- **What this task involves**
Copy the items verbatim from their first line through the line containing "--target=polo shirt collar", including both ends.
[START Records for processing]
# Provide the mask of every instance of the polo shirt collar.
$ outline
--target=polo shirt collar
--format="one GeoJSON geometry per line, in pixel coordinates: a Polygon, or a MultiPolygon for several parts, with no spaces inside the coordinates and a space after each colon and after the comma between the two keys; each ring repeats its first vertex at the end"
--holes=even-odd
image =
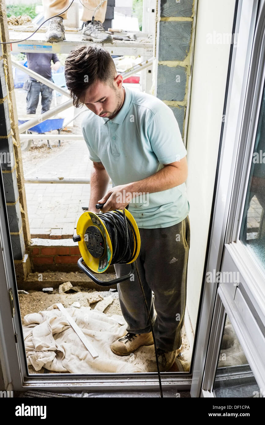
{"type": "Polygon", "coordinates": [[[105,123],[108,121],[111,121],[116,124],[121,124],[128,113],[129,108],[131,106],[132,93],[131,90],[128,87],[125,87],[124,86],[123,86],[123,87],[125,89],[125,99],[123,102],[123,104],[116,116],[114,116],[112,119],[110,119],[107,117],[102,117],[102,119],[104,119],[105,123]]]}

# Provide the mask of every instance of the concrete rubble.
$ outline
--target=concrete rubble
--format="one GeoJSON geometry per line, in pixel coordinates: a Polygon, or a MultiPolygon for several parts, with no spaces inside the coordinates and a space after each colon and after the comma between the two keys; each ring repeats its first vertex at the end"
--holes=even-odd
{"type": "Polygon", "coordinates": [[[69,291],[69,289],[72,289],[72,288],[73,285],[71,282],[65,282],[64,283],[62,283],[59,286],[58,292],[59,294],[62,294],[63,292],[66,292],[66,291],[69,291]]]}
{"type": "Polygon", "coordinates": [[[113,302],[113,298],[111,295],[106,297],[103,299],[102,301],[100,301],[96,306],[94,309],[98,310],[100,312],[104,312],[110,304],[113,302]]]}
{"type": "Polygon", "coordinates": [[[91,304],[97,303],[98,301],[101,301],[103,300],[103,297],[99,292],[91,292],[88,297],[87,297],[87,300],[88,303],[90,305],[91,304]]]}

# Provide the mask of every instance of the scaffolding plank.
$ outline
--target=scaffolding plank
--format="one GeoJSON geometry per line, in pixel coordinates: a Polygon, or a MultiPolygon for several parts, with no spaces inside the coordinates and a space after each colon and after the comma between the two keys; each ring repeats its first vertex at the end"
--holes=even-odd
{"type": "MultiPolygon", "coordinates": [[[[92,41],[81,40],[81,34],[66,33],[66,40],[57,43],[48,43],[43,40],[43,33],[36,33],[31,38],[21,42],[14,42],[29,37],[31,32],[9,31],[9,39],[12,52],[47,53],[69,53],[76,46],[80,44],[93,44],[92,41]]],[[[153,41],[152,38],[142,37],[137,40],[114,40],[113,43],[100,44],[111,55],[135,56],[153,56],[153,41]]]]}

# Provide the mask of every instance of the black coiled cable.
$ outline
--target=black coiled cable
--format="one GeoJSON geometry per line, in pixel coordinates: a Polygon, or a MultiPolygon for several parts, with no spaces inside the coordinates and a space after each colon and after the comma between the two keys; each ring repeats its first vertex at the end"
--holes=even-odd
{"type": "Polygon", "coordinates": [[[137,251],[137,238],[134,227],[125,215],[125,210],[122,212],[114,210],[109,212],[100,212],[98,215],[104,223],[111,242],[111,264],[130,263],[137,251]]]}

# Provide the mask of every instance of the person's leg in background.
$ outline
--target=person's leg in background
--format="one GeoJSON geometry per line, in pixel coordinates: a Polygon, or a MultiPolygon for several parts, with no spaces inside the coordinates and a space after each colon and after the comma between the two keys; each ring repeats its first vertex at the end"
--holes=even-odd
{"type": "MultiPolygon", "coordinates": [[[[140,236],[142,230],[139,229],[140,236]]],[[[155,316],[153,295],[145,280],[141,249],[136,262],[153,324],[155,316]]],[[[117,278],[128,274],[131,270],[131,264],[115,264],[114,267],[117,278]]],[[[114,343],[111,348],[118,355],[128,355],[141,346],[153,344],[154,341],[136,271],[130,279],[118,283],[117,286],[121,309],[128,325],[128,333],[114,343]]]]}
{"type": "Polygon", "coordinates": [[[23,88],[28,92],[26,98],[27,113],[36,113],[39,103],[40,83],[33,80],[28,80],[24,83],[23,88]]]}
{"type": "Polygon", "coordinates": [[[96,11],[94,21],[92,18],[95,9],[100,4],[102,0],[88,0],[83,3],[83,13],[81,20],[85,23],[82,29],[82,40],[92,41],[100,40],[102,42],[111,42],[112,37],[110,34],[106,32],[102,24],[105,20],[107,10],[107,0],[103,3],[99,9],[96,11]]]}
{"type": "Polygon", "coordinates": [[[52,100],[53,90],[47,85],[40,83],[40,93],[41,94],[41,113],[48,110],[52,100]]]}

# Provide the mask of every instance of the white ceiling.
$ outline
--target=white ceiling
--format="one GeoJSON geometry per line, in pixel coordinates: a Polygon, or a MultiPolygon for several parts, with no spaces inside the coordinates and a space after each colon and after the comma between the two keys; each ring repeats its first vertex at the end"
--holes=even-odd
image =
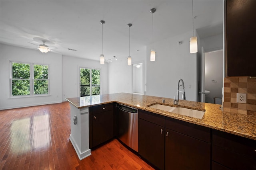
{"type": "MultiPolygon", "coordinates": [[[[194,28],[203,38],[221,33],[222,0],[194,1],[194,28]]],[[[2,0],[0,1],[1,43],[33,48],[42,44],[55,48],[49,53],[99,60],[131,55],[154,42],[191,31],[190,0],[2,0]],[[68,48],[76,51],[68,50],[68,48]]],[[[188,38],[188,41],[189,41],[188,38]]],[[[38,52],[40,52],[38,51],[38,52]]]]}

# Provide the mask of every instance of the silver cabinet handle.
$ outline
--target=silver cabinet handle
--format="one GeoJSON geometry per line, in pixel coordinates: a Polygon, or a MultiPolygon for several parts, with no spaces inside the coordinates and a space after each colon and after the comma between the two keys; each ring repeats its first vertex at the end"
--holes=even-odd
{"type": "Polygon", "coordinates": [[[73,123],[75,125],[77,123],[77,116],[76,116],[76,115],[75,115],[73,118],[73,123]]]}

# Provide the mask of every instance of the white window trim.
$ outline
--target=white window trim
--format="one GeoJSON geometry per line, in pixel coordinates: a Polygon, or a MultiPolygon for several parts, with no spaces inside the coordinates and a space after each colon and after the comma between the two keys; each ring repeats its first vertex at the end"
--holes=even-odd
{"type": "MultiPolygon", "coordinates": [[[[79,96],[79,97],[80,97],[80,96],[81,95],[81,91],[80,91],[80,79],[81,79],[81,76],[80,76],[80,70],[81,69],[81,68],[85,68],[85,69],[89,69],[90,70],[90,80],[92,80],[92,70],[94,69],[94,70],[100,70],[100,95],[101,95],[102,94],[102,69],[101,68],[89,68],[89,67],[83,67],[83,66],[79,66],[78,67],[78,75],[79,75],[79,77],[78,77],[78,83],[77,84],[78,84],[78,96],[79,96]]],[[[92,81],[90,81],[90,96],[92,96],[92,81]]]]}
{"type": "MultiPolygon", "coordinates": [[[[31,63],[29,62],[24,62],[22,61],[10,61],[10,98],[31,98],[35,97],[41,97],[41,96],[52,96],[50,94],[50,81],[49,78],[49,67],[50,64],[35,64],[31,63]],[[23,64],[28,64],[30,65],[30,78],[29,79],[27,78],[12,78],[12,63],[18,63],[23,64]],[[48,80],[48,94],[34,94],[34,81],[35,80],[34,78],[34,65],[45,65],[48,66],[48,78],[47,79],[42,79],[42,80],[48,80]],[[12,80],[30,80],[30,94],[27,95],[12,95],[12,80]]],[[[41,79],[35,79],[40,80],[41,79]]]]}

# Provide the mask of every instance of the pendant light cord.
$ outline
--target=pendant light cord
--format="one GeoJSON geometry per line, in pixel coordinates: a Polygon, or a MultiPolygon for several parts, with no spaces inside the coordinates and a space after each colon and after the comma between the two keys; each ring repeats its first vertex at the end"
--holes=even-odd
{"type": "Polygon", "coordinates": [[[153,41],[153,49],[154,49],[154,13],[152,13],[152,39],[153,41]]]}
{"type": "Polygon", "coordinates": [[[102,23],[101,24],[102,25],[101,35],[101,54],[103,54],[103,23],[102,23]]]}
{"type": "Polygon", "coordinates": [[[130,56],[130,27],[129,27],[129,56],[130,56]]]}
{"type": "Polygon", "coordinates": [[[192,0],[192,21],[193,21],[193,36],[194,37],[194,2],[193,0],[192,0]]]}

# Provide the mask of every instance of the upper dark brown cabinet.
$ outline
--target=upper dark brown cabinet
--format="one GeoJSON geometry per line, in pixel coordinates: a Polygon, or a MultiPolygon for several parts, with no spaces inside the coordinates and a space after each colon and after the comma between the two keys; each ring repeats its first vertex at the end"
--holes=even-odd
{"type": "Polygon", "coordinates": [[[256,76],[256,1],[225,1],[226,76],[256,76]]]}

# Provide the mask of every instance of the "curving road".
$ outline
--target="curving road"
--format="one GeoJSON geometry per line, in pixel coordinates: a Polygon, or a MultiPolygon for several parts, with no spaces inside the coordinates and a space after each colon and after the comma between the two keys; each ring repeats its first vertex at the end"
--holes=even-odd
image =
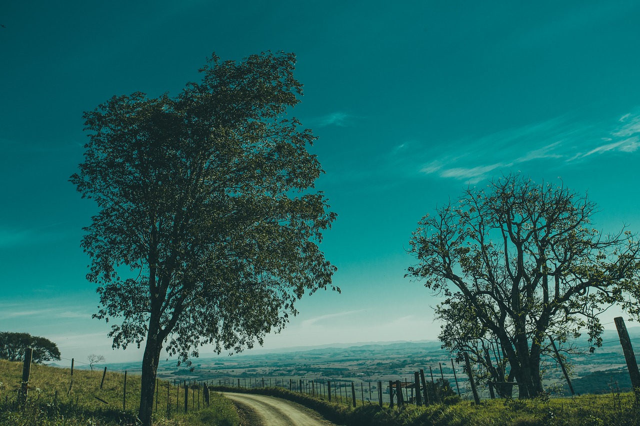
[END Records for processing]
- **Solved problem**
# Provide the mask of every instance of the polo shirt collar.
$ outline
--target=polo shirt collar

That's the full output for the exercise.